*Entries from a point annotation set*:
********************

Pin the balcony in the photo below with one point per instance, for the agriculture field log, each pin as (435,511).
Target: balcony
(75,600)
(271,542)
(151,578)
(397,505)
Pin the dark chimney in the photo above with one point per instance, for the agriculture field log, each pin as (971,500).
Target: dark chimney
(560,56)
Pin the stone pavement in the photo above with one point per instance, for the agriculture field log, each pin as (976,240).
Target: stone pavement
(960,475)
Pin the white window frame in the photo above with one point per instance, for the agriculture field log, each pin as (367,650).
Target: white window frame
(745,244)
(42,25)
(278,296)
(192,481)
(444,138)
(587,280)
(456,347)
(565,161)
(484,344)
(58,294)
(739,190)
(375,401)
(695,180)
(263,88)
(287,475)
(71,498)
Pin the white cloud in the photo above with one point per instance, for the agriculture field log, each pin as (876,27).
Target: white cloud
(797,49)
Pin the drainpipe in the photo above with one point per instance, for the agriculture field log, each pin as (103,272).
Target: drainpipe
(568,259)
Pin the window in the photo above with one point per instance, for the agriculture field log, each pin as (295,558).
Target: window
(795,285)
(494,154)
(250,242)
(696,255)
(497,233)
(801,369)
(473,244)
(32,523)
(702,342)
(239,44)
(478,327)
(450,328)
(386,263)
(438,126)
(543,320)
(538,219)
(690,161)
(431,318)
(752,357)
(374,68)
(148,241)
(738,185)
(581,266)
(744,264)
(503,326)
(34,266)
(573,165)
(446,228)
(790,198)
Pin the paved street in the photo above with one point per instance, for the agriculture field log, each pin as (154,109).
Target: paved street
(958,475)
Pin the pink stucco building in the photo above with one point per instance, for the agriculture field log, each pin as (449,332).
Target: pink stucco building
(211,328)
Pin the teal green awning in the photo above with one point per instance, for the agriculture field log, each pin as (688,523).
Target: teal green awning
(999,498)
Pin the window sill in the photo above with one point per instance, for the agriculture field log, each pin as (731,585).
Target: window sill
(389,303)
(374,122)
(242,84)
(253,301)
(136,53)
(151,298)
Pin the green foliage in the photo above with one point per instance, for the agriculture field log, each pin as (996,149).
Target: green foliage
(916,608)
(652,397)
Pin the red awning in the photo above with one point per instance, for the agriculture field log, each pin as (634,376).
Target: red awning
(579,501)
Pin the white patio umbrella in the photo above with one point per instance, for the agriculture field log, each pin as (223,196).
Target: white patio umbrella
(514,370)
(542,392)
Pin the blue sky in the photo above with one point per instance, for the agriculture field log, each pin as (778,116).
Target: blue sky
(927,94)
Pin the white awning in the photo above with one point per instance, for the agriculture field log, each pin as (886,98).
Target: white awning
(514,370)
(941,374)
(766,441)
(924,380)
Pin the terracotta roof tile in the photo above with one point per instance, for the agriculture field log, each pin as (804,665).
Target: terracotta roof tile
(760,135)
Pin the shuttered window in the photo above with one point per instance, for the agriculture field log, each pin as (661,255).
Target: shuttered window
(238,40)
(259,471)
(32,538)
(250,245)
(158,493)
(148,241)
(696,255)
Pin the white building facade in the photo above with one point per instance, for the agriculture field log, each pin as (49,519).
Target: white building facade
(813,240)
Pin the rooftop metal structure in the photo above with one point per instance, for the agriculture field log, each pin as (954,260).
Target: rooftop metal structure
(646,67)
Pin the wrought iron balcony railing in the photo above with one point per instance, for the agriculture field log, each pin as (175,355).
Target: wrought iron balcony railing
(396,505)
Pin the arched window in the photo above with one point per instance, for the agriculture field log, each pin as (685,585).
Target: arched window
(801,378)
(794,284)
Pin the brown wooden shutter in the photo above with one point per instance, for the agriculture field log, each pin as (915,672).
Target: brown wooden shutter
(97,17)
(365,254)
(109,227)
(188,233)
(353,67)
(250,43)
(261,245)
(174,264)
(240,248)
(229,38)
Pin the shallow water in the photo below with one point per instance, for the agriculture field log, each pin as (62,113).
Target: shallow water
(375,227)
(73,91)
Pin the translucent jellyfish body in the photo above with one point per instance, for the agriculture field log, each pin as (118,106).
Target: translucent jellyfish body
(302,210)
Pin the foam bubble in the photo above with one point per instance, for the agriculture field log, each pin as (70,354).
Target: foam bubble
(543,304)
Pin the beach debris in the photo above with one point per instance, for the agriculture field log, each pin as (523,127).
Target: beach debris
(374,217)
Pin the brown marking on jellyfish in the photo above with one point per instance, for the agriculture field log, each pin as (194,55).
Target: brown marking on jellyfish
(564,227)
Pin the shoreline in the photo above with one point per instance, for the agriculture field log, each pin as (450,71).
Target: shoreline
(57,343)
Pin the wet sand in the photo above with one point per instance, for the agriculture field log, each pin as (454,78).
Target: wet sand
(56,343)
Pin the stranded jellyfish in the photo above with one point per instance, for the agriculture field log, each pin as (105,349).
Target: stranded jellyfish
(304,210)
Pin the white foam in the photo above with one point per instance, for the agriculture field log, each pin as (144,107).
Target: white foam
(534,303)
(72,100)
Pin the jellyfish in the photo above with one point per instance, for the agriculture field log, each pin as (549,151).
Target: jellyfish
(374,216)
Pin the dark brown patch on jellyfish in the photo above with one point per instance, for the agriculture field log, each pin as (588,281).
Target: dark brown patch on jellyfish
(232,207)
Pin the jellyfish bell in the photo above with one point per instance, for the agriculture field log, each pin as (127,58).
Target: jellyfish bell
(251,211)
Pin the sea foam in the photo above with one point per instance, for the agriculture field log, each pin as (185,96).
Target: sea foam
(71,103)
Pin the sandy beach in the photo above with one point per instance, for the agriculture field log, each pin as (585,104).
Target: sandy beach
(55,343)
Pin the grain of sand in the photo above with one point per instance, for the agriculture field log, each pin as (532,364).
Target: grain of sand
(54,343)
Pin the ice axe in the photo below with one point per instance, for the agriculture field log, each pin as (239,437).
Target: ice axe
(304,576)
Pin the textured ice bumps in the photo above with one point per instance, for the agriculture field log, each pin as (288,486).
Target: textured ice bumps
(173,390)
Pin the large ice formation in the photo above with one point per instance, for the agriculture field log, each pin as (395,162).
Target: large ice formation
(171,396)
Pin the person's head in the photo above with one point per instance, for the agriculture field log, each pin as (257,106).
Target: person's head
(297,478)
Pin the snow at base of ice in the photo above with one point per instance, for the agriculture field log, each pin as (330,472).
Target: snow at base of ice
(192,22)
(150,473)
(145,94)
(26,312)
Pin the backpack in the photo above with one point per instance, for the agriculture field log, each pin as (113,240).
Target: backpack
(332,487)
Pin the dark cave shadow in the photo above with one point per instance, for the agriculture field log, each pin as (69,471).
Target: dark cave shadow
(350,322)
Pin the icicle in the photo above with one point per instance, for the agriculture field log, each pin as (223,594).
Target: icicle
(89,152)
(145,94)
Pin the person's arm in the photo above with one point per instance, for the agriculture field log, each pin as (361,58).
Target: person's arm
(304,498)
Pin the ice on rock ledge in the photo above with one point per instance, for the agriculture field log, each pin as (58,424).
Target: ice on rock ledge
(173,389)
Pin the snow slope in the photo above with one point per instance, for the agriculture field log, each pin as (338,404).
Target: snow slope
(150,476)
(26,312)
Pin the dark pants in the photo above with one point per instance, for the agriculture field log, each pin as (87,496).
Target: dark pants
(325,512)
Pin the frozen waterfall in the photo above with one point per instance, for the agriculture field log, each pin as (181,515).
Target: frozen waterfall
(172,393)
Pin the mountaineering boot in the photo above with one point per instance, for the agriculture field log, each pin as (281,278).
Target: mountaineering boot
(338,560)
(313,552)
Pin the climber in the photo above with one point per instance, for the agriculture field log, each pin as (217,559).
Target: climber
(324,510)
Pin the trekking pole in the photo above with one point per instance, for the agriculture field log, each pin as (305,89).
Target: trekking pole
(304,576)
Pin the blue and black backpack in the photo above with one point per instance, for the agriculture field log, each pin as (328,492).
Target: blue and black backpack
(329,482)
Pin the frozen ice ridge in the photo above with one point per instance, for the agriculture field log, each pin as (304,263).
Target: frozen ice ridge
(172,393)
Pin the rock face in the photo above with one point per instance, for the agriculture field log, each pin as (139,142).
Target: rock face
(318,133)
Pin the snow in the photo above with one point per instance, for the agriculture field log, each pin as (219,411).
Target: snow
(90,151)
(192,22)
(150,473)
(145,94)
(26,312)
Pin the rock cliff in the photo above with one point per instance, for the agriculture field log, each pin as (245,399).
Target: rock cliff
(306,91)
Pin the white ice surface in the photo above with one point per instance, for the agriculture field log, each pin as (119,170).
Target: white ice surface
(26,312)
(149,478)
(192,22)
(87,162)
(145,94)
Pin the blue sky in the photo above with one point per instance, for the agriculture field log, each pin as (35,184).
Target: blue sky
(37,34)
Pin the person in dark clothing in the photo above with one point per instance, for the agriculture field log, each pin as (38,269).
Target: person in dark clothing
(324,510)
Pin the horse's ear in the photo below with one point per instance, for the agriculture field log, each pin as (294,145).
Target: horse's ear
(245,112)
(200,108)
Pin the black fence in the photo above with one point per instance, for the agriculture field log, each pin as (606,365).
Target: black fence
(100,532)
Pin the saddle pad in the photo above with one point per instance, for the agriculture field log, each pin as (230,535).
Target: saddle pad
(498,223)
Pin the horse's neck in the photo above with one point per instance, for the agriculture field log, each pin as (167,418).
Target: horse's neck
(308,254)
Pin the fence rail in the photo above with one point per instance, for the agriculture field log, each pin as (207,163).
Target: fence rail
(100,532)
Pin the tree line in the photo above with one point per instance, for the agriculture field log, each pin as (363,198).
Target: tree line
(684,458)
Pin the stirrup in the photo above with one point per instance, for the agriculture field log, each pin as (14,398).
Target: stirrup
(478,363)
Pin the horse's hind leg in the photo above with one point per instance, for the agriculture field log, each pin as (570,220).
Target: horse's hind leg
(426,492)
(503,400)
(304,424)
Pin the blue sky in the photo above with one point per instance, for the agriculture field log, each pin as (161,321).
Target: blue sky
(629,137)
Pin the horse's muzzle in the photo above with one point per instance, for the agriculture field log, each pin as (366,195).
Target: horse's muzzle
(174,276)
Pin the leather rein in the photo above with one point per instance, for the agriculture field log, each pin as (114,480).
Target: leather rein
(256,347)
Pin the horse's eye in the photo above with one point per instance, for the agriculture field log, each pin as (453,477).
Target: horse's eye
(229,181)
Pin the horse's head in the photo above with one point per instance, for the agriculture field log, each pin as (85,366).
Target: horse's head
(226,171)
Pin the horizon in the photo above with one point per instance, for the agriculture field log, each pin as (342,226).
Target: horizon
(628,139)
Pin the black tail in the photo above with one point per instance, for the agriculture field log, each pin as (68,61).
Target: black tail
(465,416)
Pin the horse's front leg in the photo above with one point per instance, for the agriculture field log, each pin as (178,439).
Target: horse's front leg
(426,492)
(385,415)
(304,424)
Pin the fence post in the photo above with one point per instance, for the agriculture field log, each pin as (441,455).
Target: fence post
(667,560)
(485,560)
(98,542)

********************

*WHAT IS BEING ASKED*: Copy the material word for word, from the line containing "Pin the horse's muzzle" through the final line of the material, both included.

*SOLVED EXERCISE*:
Pin the horse's muzzle in the photo above with one point per instance, for the agriculture field log, each pin as (366,195).
Target: horse's muzzle
(174,276)
Pin the leather rein in the photo above with one point per instance, for the agriculture field log, each pin as (114,480).
Target: leather rein
(256,347)
Pin the horse's eye in the photo above with one point per instance, for the agriculture field log, each pin as (453,477).
Target: horse's eye
(229,181)
Pin the horse's head in the photo above with one point per instance, for the agriculture field log, each pin as (85,366).
Target: horse's head
(226,171)
Pin the horizon in the photo above with one point per instance, for the agriculture field log, each pin as (342,226).
Target: horizon
(628,139)
Pin the black tail in the photo above with one point per instance, for the agriculture field log, each pin as (68,61).
Target: black tail
(465,416)
Pin the horse's front leg in the photo above with one point per instance, for the agriculture field log, each pin as (178,439).
Target: horse's front leg
(426,492)
(385,415)
(304,424)
Pin the fence post in the photo above with one point per instance, for the agriculture field log, each pin as (441,455).
Target: fence post
(667,560)
(485,560)
(98,542)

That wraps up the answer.